Exercise:
Copy out all of the items below, replacing every "Find" with "Locate" and leaving the rest unchanged. Leave the pictures out of your answer.

Recorded information:
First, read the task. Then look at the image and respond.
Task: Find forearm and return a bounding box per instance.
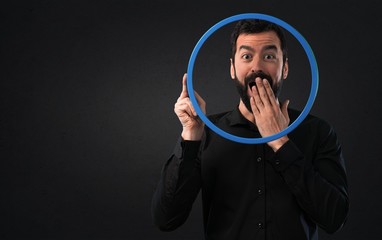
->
[152,142,201,231]
[274,141,349,233]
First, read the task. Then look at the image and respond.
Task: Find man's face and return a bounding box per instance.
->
[231,31,288,112]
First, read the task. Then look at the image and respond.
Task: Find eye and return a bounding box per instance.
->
[241,53,252,60]
[264,54,276,60]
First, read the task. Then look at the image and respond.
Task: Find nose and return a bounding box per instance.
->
[251,56,264,72]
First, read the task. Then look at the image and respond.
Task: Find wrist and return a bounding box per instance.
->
[181,128,204,141]
[268,136,289,152]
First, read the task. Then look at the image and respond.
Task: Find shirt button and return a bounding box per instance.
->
[257,222,264,229]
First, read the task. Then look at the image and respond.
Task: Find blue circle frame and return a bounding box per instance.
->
[187,13,319,144]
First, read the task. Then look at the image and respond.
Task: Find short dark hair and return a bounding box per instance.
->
[231,19,288,64]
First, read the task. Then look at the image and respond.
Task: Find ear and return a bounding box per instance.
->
[229,58,235,79]
[283,58,289,80]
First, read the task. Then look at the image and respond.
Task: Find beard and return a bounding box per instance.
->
[234,71,283,113]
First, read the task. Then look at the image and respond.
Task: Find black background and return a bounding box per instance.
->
[0,0,382,240]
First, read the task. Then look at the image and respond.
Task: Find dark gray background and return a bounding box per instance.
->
[0,0,382,240]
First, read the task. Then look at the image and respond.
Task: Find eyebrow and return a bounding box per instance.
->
[239,44,277,52]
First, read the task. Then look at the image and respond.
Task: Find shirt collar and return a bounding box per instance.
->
[227,106,257,129]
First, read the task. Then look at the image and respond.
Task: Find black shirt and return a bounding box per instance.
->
[152,109,349,240]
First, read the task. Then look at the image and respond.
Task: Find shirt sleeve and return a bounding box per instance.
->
[152,138,201,231]
[271,121,349,233]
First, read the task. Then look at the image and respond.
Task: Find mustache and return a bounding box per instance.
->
[244,71,273,89]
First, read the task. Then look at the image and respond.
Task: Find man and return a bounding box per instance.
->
[152,20,349,240]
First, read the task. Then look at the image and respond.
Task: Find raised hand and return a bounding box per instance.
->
[251,78,290,151]
[174,74,206,141]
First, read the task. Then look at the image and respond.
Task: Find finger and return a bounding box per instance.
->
[194,91,206,113]
[263,79,278,106]
[249,97,260,116]
[175,103,194,117]
[255,78,270,107]
[281,100,290,122]
[178,98,197,116]
[179,73,188,98]
[252,86,264,111]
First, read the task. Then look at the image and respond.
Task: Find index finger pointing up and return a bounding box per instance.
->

Task solution:
First, read the task. Then look at the image and respond.
Task: Locate forearm and return a bounding box per instance.
->
[152,142,201,231]
[274,141,349,233]
First, read the task. Then look at the image and respond.
Task: Locate man's face and return a bounding box per instance.
->
[231,31,288,112]
First, read the task. Then look at the image and respond.
Task: Locate eye and return a bounding box per instance.
->
[241,53,252,60]
[264,54,276,60]
First, read the task. Then look at the image and respond.
Task: Locate nose and return a bounding box per instance.
->
[251,56,264,72]
First, read the task. Then look at the image and respond.
Task: Locate wrist and return a bounding box per instance.
->
[181,128,204,141]
[268,136,289,152]
First, read the task. Then look at the image and respond.
Task: Locate shirt button and return a bounding box per instance.
->
[257,222,264,229]
First, read the task. Then look at the image and respond.
Task: Locate blue circle frame and return a bounding box per instance.
->
[187,13,319,144]
First, read the task. Then look at the image and respond.
Task: Locate short dark hair and return a bounding box per instance.
->
[231,19,288,64]
First, read the task. Then look at the image and respond.
Task: Locate ear and return a bounding box per instance.
->
[229,58,235,79]
[283,58,289,80]
First, read the task. Then look at the image and respond.
Task: Locate beard and return a bounding box per instance.
->
[234,71,283,113]
First, read the task. Then look at the image and respond.
Task: Locate black background and return a bounding box per instance.
->
[0,0,382,240]
First, read the task. Then look at the image and respond.
Task: Locate dark gray background and return a bounding box per instance.
->
[0,0,382,240]
First, read the task. Then look at the image and respond.
Task: Locate eyebrow and return a bounding box per instance.
->
[239,44,277,52]
First, read the task. Then look at the image and respond.
Task: Locate shirt collar and return a bounding box per instance.
->
[227,106,257,129]
First, read the task. Then look at the image and respond.
Task: Locate black shirt and return a bounding box per instance.
->
[152,109,349,240]
First, read the task. Then look at the image and respond.
Task: Locate shirt sleeve and return a bounding box per instance.
->
[152,138,201,231]
[271,121,349,233]
First, read the task. Then look at the image and respond.
Task: Locate mustache and return a bounding box per instance.
->
[244,71,273,89]
First, read the task. Then look at the image and respond.
Task: Locate man and return a bounding box per instance.
->
[152,20,349,240]
First, read the task. Then look at the image and respond.
Task: Locate raised hand and return a bounding box per instance.
->
[251,78,290,151]
[174,74,206,141]
First, read the task. Then look at the image and respond.
Task: Locate finger and return a bounding box per instance.
->
[194,91,206,113]
[263,79,278,106]
[249,97,260,116]
[175,103,194,117]
[255,78,270,107]
[281,100,290,122]
[178,98,197,116]
[179,73,188,98]
[252,86,264,111]
First, read the task. Then look at the image and respond.
Task: Locate index finger pointing up and return a bounding box per instance.
->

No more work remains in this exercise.